-------- STORED RECORDS

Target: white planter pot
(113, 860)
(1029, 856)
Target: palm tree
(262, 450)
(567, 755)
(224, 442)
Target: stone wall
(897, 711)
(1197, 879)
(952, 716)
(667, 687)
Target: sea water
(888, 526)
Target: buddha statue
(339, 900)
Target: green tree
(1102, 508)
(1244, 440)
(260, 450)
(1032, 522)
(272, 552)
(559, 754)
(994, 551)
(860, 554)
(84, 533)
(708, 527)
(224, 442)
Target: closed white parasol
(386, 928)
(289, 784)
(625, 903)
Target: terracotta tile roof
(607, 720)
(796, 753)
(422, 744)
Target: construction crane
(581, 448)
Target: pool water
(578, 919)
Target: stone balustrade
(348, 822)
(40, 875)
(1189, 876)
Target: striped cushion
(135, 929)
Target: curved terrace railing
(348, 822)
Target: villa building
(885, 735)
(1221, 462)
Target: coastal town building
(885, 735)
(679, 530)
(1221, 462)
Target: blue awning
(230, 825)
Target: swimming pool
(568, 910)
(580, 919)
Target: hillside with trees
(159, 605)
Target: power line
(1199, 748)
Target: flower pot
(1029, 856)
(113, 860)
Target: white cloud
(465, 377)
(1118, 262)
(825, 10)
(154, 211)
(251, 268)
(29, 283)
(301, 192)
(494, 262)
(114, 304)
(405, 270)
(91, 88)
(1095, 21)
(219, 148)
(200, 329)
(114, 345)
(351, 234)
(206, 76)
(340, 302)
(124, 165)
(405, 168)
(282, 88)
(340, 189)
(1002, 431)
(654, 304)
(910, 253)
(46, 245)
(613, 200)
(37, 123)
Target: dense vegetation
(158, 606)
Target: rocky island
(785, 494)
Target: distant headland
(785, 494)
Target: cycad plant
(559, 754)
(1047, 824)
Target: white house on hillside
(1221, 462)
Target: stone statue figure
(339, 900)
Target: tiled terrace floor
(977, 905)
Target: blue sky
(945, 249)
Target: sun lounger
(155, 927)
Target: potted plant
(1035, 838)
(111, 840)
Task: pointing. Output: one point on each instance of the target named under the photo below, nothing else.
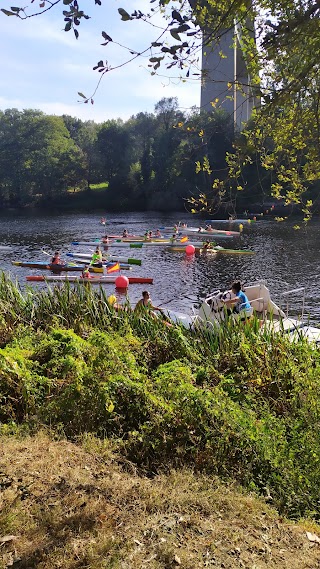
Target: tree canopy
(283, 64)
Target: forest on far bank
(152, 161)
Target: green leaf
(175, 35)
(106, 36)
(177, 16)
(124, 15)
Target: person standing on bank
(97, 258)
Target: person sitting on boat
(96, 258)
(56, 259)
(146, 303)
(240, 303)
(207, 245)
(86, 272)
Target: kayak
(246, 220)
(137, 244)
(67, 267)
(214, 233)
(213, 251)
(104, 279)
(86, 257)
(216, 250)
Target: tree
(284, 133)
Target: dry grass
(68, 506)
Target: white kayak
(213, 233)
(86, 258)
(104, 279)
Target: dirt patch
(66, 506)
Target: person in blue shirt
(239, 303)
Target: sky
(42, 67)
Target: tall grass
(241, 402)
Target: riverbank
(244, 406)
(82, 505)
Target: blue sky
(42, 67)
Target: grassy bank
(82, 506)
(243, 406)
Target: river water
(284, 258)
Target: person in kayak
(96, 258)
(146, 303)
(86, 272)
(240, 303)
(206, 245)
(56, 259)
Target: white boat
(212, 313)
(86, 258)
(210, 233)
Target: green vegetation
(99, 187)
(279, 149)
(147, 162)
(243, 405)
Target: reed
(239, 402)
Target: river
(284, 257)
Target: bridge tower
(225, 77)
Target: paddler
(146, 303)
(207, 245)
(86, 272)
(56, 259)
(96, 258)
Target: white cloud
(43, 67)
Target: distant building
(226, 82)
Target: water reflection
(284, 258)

----------------
-------- STORED RECORDS

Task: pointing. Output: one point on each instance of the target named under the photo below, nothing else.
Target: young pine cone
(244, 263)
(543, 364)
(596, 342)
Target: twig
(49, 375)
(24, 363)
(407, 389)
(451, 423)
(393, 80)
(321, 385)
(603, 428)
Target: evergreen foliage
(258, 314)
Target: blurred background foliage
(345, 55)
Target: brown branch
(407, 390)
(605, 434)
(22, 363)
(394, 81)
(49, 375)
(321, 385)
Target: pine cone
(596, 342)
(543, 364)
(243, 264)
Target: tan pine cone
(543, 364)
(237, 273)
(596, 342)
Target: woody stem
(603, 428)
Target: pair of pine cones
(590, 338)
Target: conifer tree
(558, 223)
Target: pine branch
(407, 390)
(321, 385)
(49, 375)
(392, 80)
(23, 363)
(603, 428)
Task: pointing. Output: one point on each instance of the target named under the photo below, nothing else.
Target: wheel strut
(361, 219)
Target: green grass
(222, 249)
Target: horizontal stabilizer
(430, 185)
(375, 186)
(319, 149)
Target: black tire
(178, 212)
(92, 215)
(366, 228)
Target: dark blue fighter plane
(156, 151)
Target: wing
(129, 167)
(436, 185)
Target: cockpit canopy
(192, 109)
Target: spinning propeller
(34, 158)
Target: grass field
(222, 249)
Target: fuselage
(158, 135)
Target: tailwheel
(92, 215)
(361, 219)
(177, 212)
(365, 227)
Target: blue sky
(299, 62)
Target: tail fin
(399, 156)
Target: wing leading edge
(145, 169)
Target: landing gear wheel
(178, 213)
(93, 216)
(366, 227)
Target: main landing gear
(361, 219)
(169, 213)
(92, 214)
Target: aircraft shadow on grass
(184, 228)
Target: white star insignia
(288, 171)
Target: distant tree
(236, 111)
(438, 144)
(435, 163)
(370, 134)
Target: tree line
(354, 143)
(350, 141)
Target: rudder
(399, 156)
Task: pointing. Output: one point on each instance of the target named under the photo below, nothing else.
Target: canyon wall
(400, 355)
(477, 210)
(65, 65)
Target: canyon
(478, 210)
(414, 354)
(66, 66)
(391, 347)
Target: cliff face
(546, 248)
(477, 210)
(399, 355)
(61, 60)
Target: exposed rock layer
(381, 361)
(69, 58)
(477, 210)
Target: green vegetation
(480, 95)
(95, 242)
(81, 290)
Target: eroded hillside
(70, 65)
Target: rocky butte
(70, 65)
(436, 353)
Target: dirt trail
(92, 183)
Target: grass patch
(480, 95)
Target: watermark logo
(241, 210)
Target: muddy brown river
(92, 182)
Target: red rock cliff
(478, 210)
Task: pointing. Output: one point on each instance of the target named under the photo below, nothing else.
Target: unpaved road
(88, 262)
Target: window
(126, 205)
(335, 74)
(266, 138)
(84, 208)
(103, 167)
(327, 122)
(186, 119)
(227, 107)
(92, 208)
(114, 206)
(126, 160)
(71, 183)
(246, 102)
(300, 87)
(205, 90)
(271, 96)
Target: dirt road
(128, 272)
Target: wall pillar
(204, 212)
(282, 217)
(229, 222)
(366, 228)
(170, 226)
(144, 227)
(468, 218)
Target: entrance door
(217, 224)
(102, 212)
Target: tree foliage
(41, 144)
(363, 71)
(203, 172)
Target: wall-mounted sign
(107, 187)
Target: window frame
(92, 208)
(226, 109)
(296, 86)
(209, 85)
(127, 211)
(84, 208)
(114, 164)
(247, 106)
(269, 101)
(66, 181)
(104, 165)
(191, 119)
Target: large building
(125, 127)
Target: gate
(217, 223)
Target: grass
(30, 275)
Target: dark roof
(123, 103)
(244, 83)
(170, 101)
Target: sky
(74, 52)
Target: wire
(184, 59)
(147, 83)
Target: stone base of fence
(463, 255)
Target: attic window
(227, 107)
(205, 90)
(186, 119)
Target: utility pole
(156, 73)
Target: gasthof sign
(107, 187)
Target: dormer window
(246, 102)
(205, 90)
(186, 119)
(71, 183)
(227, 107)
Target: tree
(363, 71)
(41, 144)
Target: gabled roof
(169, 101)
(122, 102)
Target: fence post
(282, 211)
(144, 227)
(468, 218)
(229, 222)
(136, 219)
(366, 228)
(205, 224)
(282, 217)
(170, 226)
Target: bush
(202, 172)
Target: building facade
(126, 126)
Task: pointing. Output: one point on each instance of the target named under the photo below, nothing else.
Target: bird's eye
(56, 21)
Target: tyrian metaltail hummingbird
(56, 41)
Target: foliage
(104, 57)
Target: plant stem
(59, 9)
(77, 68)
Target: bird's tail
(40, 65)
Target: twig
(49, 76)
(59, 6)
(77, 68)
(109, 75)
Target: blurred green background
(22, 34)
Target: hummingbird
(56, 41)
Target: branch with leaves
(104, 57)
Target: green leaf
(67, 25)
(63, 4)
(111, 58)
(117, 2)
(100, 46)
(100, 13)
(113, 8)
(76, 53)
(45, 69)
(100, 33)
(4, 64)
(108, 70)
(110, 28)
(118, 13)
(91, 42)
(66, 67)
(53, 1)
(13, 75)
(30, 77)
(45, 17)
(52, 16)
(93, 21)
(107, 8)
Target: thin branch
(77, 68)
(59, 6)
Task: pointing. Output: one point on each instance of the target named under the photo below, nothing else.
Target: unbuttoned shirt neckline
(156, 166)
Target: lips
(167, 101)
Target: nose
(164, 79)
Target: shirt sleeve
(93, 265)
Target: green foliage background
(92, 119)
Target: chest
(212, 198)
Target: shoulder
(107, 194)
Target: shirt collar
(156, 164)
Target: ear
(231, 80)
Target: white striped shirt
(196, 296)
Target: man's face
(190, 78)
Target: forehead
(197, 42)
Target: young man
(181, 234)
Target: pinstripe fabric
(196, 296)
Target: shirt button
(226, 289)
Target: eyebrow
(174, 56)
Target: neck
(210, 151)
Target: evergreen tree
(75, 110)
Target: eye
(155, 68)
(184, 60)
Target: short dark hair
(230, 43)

----------------

▶ [EXERCISE AIM]:
Extract every line of the data items above that contains the string "brown". Matching is case-sensitive.

▶ [ANSWER TO THE PROBLEM]:
Target: brown branch
Target: muddy brown river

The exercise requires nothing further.